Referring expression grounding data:
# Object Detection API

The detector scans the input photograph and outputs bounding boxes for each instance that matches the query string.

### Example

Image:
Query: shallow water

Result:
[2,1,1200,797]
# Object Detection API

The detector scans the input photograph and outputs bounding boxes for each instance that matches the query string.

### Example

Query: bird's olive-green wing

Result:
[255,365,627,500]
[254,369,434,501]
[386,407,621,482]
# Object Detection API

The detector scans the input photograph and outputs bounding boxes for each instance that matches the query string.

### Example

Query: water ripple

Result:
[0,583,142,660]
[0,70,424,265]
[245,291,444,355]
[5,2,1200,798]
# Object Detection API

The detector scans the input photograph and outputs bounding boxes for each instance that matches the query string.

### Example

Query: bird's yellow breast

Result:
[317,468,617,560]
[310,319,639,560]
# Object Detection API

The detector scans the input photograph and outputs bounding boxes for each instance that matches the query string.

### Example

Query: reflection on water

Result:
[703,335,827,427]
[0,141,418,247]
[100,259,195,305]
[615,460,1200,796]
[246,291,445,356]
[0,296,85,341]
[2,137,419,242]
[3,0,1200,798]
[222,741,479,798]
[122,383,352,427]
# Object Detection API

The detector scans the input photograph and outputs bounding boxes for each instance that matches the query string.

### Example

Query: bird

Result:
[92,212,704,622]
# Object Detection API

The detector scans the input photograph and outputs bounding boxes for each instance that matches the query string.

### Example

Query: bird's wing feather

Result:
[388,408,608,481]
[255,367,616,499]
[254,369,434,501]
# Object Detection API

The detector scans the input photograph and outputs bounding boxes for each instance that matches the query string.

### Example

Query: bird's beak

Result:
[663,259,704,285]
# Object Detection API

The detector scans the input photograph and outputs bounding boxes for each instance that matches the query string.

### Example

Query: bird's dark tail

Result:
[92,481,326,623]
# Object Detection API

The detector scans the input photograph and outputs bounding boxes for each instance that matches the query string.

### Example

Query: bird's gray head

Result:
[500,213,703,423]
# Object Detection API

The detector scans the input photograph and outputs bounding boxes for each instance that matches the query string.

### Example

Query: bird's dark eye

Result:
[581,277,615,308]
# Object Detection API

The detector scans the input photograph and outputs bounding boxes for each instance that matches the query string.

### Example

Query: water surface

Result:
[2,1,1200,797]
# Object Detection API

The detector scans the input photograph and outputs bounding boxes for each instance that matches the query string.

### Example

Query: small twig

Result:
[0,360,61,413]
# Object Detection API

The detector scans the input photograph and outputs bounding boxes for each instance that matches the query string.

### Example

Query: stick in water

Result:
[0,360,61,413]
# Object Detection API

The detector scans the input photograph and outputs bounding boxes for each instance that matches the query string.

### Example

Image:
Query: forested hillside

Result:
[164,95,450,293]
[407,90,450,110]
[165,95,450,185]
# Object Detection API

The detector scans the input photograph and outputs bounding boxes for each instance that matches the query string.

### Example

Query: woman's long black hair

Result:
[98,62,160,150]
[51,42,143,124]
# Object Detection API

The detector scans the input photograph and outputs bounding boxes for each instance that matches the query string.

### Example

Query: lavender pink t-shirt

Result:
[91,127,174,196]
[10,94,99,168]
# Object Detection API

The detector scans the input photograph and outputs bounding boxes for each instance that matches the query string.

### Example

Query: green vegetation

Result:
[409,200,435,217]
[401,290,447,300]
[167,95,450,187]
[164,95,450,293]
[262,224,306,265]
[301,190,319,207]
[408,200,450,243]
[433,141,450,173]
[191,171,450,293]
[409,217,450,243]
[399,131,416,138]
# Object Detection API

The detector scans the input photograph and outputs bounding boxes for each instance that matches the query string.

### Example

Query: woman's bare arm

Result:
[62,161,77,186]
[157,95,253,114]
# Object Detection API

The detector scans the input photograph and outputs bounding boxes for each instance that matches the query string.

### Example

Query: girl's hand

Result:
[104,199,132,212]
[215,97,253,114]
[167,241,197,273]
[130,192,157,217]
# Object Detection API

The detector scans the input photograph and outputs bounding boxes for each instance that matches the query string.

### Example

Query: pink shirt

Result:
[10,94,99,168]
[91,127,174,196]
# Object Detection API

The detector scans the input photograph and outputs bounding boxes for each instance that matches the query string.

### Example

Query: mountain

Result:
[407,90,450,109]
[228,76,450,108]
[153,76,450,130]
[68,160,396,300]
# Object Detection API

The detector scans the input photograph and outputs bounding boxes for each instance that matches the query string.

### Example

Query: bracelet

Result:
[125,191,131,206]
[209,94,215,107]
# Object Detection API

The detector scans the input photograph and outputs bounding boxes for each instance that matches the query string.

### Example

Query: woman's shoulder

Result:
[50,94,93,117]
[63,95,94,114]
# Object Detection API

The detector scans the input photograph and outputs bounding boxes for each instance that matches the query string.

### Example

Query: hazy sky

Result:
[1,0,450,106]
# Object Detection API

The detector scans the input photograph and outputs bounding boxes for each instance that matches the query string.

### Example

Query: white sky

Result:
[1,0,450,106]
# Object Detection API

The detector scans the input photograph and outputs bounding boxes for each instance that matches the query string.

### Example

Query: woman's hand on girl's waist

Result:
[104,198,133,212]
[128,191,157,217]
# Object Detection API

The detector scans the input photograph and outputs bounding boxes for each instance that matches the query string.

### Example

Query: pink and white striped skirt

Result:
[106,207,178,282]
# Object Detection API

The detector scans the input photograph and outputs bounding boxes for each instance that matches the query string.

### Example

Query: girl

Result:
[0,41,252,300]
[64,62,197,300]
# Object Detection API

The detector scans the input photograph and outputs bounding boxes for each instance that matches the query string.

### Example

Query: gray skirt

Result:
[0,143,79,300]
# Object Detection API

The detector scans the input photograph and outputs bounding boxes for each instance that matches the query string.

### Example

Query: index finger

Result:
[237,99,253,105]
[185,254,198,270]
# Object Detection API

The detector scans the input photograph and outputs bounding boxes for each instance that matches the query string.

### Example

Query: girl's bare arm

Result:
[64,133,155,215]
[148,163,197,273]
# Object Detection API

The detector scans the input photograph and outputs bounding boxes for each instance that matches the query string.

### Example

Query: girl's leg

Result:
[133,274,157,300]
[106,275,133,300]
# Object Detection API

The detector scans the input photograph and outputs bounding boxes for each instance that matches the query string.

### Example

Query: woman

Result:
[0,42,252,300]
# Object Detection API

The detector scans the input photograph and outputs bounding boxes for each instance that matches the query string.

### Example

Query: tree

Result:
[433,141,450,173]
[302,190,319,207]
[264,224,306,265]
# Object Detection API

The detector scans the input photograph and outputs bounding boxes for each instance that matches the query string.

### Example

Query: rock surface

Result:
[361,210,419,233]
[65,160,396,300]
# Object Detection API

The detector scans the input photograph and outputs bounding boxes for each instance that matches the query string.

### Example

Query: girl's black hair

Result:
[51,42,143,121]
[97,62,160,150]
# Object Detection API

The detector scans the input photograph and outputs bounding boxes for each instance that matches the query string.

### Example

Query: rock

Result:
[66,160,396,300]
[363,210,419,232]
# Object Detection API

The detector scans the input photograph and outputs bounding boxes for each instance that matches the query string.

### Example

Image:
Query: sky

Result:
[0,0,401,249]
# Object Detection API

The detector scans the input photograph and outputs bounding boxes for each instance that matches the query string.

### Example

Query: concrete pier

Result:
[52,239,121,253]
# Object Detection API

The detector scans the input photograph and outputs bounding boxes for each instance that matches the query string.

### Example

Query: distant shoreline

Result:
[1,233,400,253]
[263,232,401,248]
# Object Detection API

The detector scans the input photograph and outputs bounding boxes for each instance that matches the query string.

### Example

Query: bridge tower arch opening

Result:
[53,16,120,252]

EXERCISE: Only an exact copy of the data above will do.

FINISHED TASK:
# Object Detection API

The detector scans the input photograph and outputs bounding boxes for each instance that matches the query string.

### Example

Image:
Query: shallow water

Result:
[2,1,1200,797]
# Object Detection API

The detector scans the input photograph and outputs bounding boxes for each instance that matches the query string.

### Example

Query: bird's olive-green wing

Result:
[255,365,627,500]
[254,369,434,501]
[386,407,621,482]
# Object Detection API

The detector scans the input photograph and outputs bounding boxes for each instance that matches the query string.

### Example

Query: water ripple

Result:
[0,583,142,660]
[0,70,424,265]
[245,291,444,355]
[5,2,1200,798]
# Object Detection API

The detector scans the input photograph and outputs bounding boxes for each instance that matches the query string.

### Example

Query: bird's yellow breast

Result:
[317,468,617,560]
[310,319,639,560]
# Object Detection API

The detector scans the input photograph and outputs bounding boxes for each instance that matches the query string.

### Example

Query: reflection on water

Result:
[703,335,827,427]
[0,141,418,247]
[100,259,195,305]
[615,460,1200,796]
[246,291,445,356]
[0,296,85,341]
[2,137,419,242]
[3,0,1200,798]
[222,741,479,798]
[122,383,352,427]
# Object Detection API

The detector scans the input photograph and outputs bounding boxes for each instance that matches the query string.

### Example

Query: bird

Result:
[92,212,704,622]
# Object Detection API

The detector scans the input photograph and outputs bounding boxes for each instance that matches the query string.

### Example

Query: bird's wing feather

Result:
[388,408,608,481]
[255,367,616,499]
[254,369,434,501]
# Object Detection API

The detector scans the input photograph and outputs bounding boxes for each instance that matches the query string.

### Example

Query: bird's beak

Result:
[663,259,704,285]
# Object Detection API

The detector scans the input photograph and outputs bounding boxes for each instance that matches the query string.

### Example

Query: bird's dark tail

Result:
[92,481,326,623]
# Object Detection API

The detector scans the input photograph and outputs bounding boxes for each instance that matches the query string.

### Example

Query: bird's gray head

Result:
[500,213,703,423]
# Object Detection API

The detector scans the input photograph and outputs bounding boxes for each instance that matches the query string.

### Example

Query: bird's dark eye

Result:
[581,277,615,308]
# Object Detection API

The detector scans the input photograph and outputs bounding boxes for each instance that matches the query string.

### Example

Query: water surface

Result:
[2,1,1200,797]
# Object Detection API

The detector scans the input photograph and outputs bounding boxes for each instance that matches the query string.

### Example

Query: small twig

Result:
[0,360,61,413]
# Object Detection API

The detector scans the input photograph and outputs bounding boxes for each instance that matches the query string.

### Example

Query: stick in water

Result:
[0,360,61,413]
# Object Detection API

The detector scans the input photograph and outputs bounding boxes for each instance that matches the query string.

### Example

Image:
Query: forested hillside

Result:
[164,95,450,293]
[407,90,450,110]
[165,95,450,185]
# Object Detection API

The detector scans the input photograph and outputs bounding boxes for each instance that matches the query string.

### Example

Query: woman's long black hair

Result:
[98,62,160,150]
[51,42,143,124]
# Object Detection API

The detector scans the input photograph and outputs bounding boxes for each instance that matches the query string.

### Example

Query: lavender pink t-shirt

Result:
[91,127,174,196]
[10,94,99,168]
# Object Detection API

The detector scans the input photograph and outputs bounding boxes for each instance that matches the query string.

### Example

Query: green vegetation

Result:
[409,200,435,217]
[401,290,447,300]
[167,95,450,187]
[164,95,450,293]
[262,224,306,265]
[301,190,319,207]
[408,200,450,243]
[433,141,450,173]
[191,171,450,293]
[409,217,450,243]
[399,131,416,138]
# Object Detection API

The detector scans the input photograph and outputs bounding boxes for each instance that matches the query string.

### Example

Query: woman's bare arm

Result:
[62,161,77,186]
[157,95,253,114]
# Object Detection API

The detector scans the input photograph and outputs bounding boxes for each instance that matches the query string.

### Example

Query: girl's hand

Result:
[104,199,132,212]
[215,97,253,114]
[167,241,197,273]
[130,192,157,217]
# Object Detection API

The detector scans the input photograph and outputs bounding boxes for each instance that matches the query string.

### Example

Query: pink shirt

Result:
[10,94,99,168]
[91,127,174,196]
# Object Detection API

The detector scans the input photograph and outputs bounding boxes for each instance that matches the query string.

### Example

Query: mountain

Result:
[407,90,450,109]
[228,76,450,108]
[153,76,450,130]
[68,160,396,300]
# Object Detection API

The detector scans the input photograph and outputs bounding boxes for each instance that matches the query string.

### Example

Query: bracelet

Result:
[125,191,131,206]
[209,94,215,107]
# Object Detection API

The detector scans the input photograph and outputs bounding boxes for each instance that matches the query string.

### Example

Query: woman's shoulder

Result:
[50,94,93,117]
[63,95,94,114]
# Object Detection API

The detector scans the input photograph and outputs bounding boxes for each instance that matches the query string.

### Example

Query: hazy sky

Result:
[1,0,450,106]
# Object Detection API

The detector scans the input photograph and outputs bounding boxes for each instance that matches the query string.

### Example

Query: white sky

Result:
[1,0,450,106]
# Object Detection API

The detector scans the input photograph and outputs bounding boxes for each instance that matches the query string.

### Example

Query: woman's hand on girl's waist

Result:
[104,198,133,212]
[128,191,157,217]
# Object Detection API

The detector scans the input photograph and outputs bounding boxes for each instance that matches the query string.

### Example

Query: pink and white striped skirt

Result:
[106,207,178,282]
# Object Detection API

The detector scans the input photograph and outputs bounding boxes for each instance that matches the query string.

### Example

Query: girl

Result:
[0,41,252,300]
[64,62,197,300]
# Object Detection API

The detector scans the input photograph and outputs bounding boxes for each instance that matches the query string.

### Example

Query: gray skirt

Result:
[0,143,79,300]
# Object Detection API

The detector scans the input photograph and outputs bounding boxes for each instance that matches the query string.

### Example

Query: index finger

Result:
[237,99,253,105]
[185,254,198,270]
# Object Detection API

The detector scans the input photograph and outputs bounding boxes for each instance that matches the query string.

### Example

Query: girl's bare arm

Result:
[64,133,155,215]
[148,163,197,273]
# Object Detection API

The detector scans the input photograph and outputs bounding boxes for each instance that matches the query string.

### Example

Query: girl's leg

Result:
[133,274,157,300]
[106,275,133,300]
# Object Detection API

The detector scans the input photograph and outputs bounding boxes for each instance that matches the query string.

### Example

Query: woman

Result:
[0,42,252,300]
# Object Detection API

The detector scans the input photograph and outputs bounding boxes for each instance that matches the query string.

### Example

Query: tree

Result:
[433,141,450,173]
[302,190,319,207]
[264,224,306,265]
# Object Detection API

The detector scans the input photograph and outputs bounding boxes for each instance that matches the query string.

### Example

Query: rock surface

Result:
[361,210,419,233]
[65,160,396,300]
# Object Detection API

The detector scans the input photograph and outputs bounding boxes for each instance that matches the query string.

### Example

Query: girl's black hair

Result:
[51,42,143,121]
[97,62,160,150]
# Object Detection API

The detector scans the input photograph and outputs bounding boxes for each instance that matches the query string.

### Example

Query: rock

Result:
[66,160,396,300]
[363,210,419,232]
# Object Detection API

The detector scans the input photograph and outputs bounding boxes for each instance that matches the query string.

### Example

Image:
Query: sky

Result:
[0,0,401,249]
# Object Detection API

The detector scans the input photograph and outputs bounding boxes for each instance that matches the query string.

### Example

Query: concrete pier

Result:
[52,239,121,253]
# Object Detection API

The detector scans the input photograph and outputs bounding boxes for each instance that matches the query string.

### Example

Query: distant shoreline

Result:
[1,233,400,253]
[263,232,401,248]
# Object Detection API

The detector scans the input photograph and outputs bounding boxes for each instance that matches the query string.

### Example

Query: bridge tower arch opening

Result:
[53,16,120,252]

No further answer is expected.